> Problem
Copy only this range: the line with "bus rear light;" through the final line of the material, inclusive at both ends.

> Provided information
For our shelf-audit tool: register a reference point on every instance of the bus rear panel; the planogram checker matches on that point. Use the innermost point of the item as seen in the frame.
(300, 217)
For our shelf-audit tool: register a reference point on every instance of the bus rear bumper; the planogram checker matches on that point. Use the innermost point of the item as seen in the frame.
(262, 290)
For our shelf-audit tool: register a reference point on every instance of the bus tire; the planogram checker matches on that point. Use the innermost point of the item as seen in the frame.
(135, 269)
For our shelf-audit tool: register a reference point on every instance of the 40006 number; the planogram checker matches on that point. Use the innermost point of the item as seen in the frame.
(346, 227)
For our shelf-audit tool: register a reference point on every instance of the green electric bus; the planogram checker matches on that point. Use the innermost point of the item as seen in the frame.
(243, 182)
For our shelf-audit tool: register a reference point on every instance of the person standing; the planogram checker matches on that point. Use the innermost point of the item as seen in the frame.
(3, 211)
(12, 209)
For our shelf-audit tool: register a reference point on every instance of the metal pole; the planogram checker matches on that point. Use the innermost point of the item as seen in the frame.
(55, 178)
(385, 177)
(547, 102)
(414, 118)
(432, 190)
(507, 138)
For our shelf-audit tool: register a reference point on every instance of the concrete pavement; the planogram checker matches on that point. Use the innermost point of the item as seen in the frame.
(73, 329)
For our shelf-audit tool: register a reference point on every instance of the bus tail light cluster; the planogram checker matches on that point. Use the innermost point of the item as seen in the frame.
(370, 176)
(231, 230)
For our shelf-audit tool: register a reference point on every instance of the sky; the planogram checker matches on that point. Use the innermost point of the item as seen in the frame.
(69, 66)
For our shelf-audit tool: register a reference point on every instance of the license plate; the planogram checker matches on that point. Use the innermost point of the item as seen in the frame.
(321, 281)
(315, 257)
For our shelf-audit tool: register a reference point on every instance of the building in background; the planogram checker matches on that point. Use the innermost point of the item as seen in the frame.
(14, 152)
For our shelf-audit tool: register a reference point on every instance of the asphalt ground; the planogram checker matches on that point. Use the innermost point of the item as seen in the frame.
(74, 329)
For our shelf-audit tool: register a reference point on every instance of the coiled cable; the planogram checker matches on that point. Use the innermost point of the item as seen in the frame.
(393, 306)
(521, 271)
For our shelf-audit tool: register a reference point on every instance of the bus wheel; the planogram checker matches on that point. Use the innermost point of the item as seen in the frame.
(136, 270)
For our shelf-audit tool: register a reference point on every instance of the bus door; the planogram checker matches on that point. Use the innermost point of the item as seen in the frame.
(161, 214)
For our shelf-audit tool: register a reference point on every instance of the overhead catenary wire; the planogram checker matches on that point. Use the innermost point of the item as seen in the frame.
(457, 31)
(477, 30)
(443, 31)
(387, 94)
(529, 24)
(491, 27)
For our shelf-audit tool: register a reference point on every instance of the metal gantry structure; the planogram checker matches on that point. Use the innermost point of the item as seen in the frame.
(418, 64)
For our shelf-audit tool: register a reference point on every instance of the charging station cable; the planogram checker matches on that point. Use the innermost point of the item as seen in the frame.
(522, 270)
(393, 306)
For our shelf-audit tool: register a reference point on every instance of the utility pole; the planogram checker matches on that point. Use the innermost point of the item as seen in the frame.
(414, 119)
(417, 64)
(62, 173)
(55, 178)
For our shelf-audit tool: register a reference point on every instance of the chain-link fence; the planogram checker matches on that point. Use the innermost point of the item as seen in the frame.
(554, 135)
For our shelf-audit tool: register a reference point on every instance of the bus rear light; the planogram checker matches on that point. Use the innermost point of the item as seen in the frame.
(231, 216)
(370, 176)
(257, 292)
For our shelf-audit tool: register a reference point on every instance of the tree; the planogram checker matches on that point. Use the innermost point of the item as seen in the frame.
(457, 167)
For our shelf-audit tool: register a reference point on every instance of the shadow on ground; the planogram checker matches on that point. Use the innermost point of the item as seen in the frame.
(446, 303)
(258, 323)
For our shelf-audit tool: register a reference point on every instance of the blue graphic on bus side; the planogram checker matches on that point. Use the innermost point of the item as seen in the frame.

> Task answer
For our shelf-audit tool: register a reference point on every instance of the bus rear light; the planogram checker matches on that point. Use the innermost point of the item as seen in the frame.
(231, 216)
(370, 176)
(257, 292)
For our shelf-audit tool: register a reference point on every instance of the tree; the planogram checker matches on that point. Use the innermost point of the item as seen in the frame.
(457, 167)
For our shelf-audit tool: register a reference point on every instance of the shadow on ground; the planogram checker matches on that point. Use the innermost point of the item as seen in the frame.
(446, 303)
(258, 323)
For our shelf-audit tool: register a reference point on every instance of the blue graphic on bus side; the planogram checker matches on that point. Use the innermost point of the item as seen in the frame.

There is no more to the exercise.